Opinion
2019–06280 Index No. 618419/16
08-05-2020
Cannon & Acosta, LLP, Huntington Station N.Y. (June Redeker of counsel), for appellant. John J. Bello, Jr., Hauppauge, N.Y. (John C. Meszaros of counsel), for respondents.
Cannon & Acosta, LLP, Huntington Station N.Y. (June Redeker of counsel), for appellant.
John J. Bello, Jr., Hauppauge, N.Y. (John C. Meszaros of counsel), for respondents.
MARK C. DILLON, J.P., SYLVIA O. HINDS–RADIX, BETSY BARROS, VALERIE BRATHWAITE NELSON, JJ.
DECISION & ORDER
In an action to recover damages for personal injuries, the plaintiff appeals from an order of the Supreme Court, Suffolk County (William G. Ford, J.), dated April 11, 2019. The order granted the defendants' motion for summary judgment dismissing the complaint on the ground that the plaintiff did not sustain a serious injury within the meaning of Insurance Law § 5102(d) as a result of the subject accident.

--- --- ---

Task brief:
Reproduce the court decision word for word, from start to finish. None of the material after the court decision is needed here.

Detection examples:

--- --- ---

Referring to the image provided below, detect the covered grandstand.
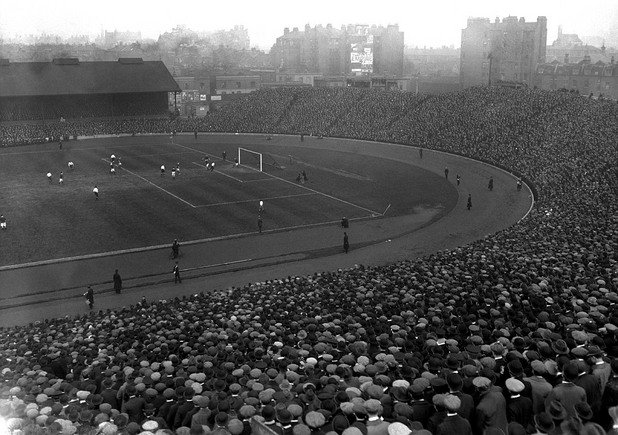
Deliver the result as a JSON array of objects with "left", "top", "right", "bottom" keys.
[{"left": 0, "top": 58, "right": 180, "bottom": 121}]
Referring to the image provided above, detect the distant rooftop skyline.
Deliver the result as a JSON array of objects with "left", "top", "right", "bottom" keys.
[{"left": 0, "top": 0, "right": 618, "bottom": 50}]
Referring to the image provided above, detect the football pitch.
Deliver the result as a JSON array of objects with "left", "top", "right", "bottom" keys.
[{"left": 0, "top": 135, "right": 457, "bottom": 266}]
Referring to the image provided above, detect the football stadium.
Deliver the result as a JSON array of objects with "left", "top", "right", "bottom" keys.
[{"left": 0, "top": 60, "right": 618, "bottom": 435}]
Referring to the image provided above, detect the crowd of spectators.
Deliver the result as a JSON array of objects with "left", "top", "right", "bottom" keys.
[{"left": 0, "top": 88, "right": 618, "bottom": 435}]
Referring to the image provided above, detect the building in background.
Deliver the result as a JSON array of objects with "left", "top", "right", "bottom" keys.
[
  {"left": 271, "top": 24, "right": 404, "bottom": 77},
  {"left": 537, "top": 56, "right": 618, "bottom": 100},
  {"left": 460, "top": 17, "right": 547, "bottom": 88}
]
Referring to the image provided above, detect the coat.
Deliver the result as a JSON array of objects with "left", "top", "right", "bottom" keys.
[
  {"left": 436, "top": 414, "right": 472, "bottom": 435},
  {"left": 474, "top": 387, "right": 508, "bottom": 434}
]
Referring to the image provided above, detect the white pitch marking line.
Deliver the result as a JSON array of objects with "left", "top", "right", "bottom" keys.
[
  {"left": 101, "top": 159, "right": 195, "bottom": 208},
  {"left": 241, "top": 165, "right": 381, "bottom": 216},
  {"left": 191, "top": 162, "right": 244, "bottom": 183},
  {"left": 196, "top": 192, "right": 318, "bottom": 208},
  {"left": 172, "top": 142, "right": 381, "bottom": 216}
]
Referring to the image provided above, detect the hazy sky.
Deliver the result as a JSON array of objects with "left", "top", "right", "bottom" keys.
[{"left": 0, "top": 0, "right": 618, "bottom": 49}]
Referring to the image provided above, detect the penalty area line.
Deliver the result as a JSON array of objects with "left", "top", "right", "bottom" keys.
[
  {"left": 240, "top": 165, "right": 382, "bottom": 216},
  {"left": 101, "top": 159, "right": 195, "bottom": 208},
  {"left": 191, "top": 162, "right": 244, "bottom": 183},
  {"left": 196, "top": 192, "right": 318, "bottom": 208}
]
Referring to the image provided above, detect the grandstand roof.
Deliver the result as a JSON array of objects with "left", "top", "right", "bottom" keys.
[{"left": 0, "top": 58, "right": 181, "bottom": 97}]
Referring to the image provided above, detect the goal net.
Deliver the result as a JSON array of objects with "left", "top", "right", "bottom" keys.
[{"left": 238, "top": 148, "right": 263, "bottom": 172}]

--- --- ---

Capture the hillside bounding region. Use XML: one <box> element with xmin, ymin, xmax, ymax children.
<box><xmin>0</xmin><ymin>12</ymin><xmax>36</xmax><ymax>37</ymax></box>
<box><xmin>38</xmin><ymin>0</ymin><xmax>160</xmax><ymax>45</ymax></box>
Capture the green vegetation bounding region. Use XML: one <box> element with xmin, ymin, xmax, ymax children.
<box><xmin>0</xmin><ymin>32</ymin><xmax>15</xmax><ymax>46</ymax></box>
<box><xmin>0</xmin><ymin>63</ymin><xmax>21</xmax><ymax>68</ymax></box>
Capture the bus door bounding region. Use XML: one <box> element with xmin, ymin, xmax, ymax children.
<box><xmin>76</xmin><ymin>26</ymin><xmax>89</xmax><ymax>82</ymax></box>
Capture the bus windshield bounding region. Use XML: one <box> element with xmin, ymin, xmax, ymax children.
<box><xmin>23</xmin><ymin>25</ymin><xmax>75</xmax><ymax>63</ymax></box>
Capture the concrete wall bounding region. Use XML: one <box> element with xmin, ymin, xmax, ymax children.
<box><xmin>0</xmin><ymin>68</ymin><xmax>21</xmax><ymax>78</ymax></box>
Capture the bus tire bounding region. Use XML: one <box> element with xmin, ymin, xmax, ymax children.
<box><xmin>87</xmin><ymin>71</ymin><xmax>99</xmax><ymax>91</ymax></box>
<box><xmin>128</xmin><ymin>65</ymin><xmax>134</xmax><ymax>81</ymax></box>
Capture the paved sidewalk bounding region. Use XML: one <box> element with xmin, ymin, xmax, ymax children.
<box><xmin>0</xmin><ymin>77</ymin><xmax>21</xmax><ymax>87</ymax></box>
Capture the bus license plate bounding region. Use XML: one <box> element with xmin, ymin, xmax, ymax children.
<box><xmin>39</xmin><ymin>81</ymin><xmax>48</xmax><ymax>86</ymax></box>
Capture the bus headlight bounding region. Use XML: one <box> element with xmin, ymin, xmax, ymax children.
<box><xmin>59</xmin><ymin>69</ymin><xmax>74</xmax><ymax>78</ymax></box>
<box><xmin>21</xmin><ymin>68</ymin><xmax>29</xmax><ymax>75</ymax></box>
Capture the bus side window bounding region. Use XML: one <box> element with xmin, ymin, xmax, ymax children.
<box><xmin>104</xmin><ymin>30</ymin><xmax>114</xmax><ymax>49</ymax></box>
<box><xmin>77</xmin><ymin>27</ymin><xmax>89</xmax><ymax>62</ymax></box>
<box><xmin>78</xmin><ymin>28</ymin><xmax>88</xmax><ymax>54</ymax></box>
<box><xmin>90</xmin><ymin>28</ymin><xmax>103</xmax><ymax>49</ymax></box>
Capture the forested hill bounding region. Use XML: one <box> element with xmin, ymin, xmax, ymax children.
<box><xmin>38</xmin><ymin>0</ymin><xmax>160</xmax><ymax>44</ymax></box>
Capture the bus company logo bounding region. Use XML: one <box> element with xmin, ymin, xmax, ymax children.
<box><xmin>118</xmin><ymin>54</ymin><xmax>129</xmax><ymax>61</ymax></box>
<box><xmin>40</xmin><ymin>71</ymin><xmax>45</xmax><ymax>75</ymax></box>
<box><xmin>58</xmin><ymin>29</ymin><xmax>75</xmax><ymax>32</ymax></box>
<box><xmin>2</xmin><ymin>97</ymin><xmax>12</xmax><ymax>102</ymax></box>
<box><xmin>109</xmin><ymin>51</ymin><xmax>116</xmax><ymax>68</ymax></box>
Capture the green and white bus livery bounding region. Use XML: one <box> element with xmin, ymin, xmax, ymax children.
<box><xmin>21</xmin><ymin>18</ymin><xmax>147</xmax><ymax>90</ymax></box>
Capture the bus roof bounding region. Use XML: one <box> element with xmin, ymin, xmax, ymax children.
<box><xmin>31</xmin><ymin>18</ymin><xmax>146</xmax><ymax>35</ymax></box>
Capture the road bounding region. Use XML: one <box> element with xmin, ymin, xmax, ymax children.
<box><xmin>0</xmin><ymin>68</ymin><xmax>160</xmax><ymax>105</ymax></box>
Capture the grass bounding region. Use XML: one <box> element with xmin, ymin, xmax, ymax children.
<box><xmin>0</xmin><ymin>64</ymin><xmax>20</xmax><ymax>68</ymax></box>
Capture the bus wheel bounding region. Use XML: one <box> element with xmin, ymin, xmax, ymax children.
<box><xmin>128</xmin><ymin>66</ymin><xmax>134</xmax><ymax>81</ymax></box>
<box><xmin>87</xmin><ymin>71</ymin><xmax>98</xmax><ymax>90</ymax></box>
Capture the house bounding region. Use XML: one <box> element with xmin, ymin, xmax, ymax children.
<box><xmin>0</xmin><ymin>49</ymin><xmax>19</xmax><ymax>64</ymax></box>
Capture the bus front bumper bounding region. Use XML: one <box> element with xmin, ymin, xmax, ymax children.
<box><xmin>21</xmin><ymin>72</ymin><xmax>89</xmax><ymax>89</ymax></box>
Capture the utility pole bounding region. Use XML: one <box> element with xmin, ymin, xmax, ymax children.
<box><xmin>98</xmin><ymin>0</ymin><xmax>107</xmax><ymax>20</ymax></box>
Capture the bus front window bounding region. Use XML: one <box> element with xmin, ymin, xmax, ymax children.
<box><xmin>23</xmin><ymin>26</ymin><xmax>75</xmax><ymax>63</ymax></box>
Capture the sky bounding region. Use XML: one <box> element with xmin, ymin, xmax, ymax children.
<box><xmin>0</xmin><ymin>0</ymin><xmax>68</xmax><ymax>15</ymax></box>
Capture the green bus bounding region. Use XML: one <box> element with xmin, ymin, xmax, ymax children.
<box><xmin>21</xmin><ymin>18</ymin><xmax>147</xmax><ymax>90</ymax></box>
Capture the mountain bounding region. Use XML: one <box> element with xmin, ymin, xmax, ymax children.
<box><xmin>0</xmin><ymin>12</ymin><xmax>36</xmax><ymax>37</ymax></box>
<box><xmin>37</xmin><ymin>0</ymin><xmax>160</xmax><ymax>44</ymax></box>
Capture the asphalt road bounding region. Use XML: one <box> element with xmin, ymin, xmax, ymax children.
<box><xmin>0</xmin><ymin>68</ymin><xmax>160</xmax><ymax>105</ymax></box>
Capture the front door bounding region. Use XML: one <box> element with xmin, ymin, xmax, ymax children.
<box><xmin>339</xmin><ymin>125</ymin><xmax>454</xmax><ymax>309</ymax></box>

--- --- ---

Written response:
Opinion
2019–06280 Index No. 618419/16
08-05-2020
Cannon & Acosta, LLP, Huntington Station N.Y. (June Redeker of counsel), for appellant. John J. Bello, Jr., Hauppauge, N.Y. (John C. Meszaros of counsel), for respondents.
Cannon & Acosta, LLP, Huntington Station N.Y. (June Redeker of counsel), for appellant.
John J. Bello, Jr., Hauppauge, N.Y. (John C. Meszaros of counsel), for respondents.
MARK C. DILLON, J.P., SYLVIA O. HINDS–RADIX, BETSY BARROS, VALERIE BRATHWAITE NELSON, JJ.
DECISION & ORDER
In an action to recover damages for personal injuries, the plaintiff appeals from an order of the Supreme Court, Suffolk County (William G. Ford, J.), dated April 11, 2019. The order granted the defendants' motion for summary judgment dismissing the complaint on the ground that the plaintiff did not sustain a serious injury within the meaning of Insurance Law § 5102(d) as a result of the subject accident.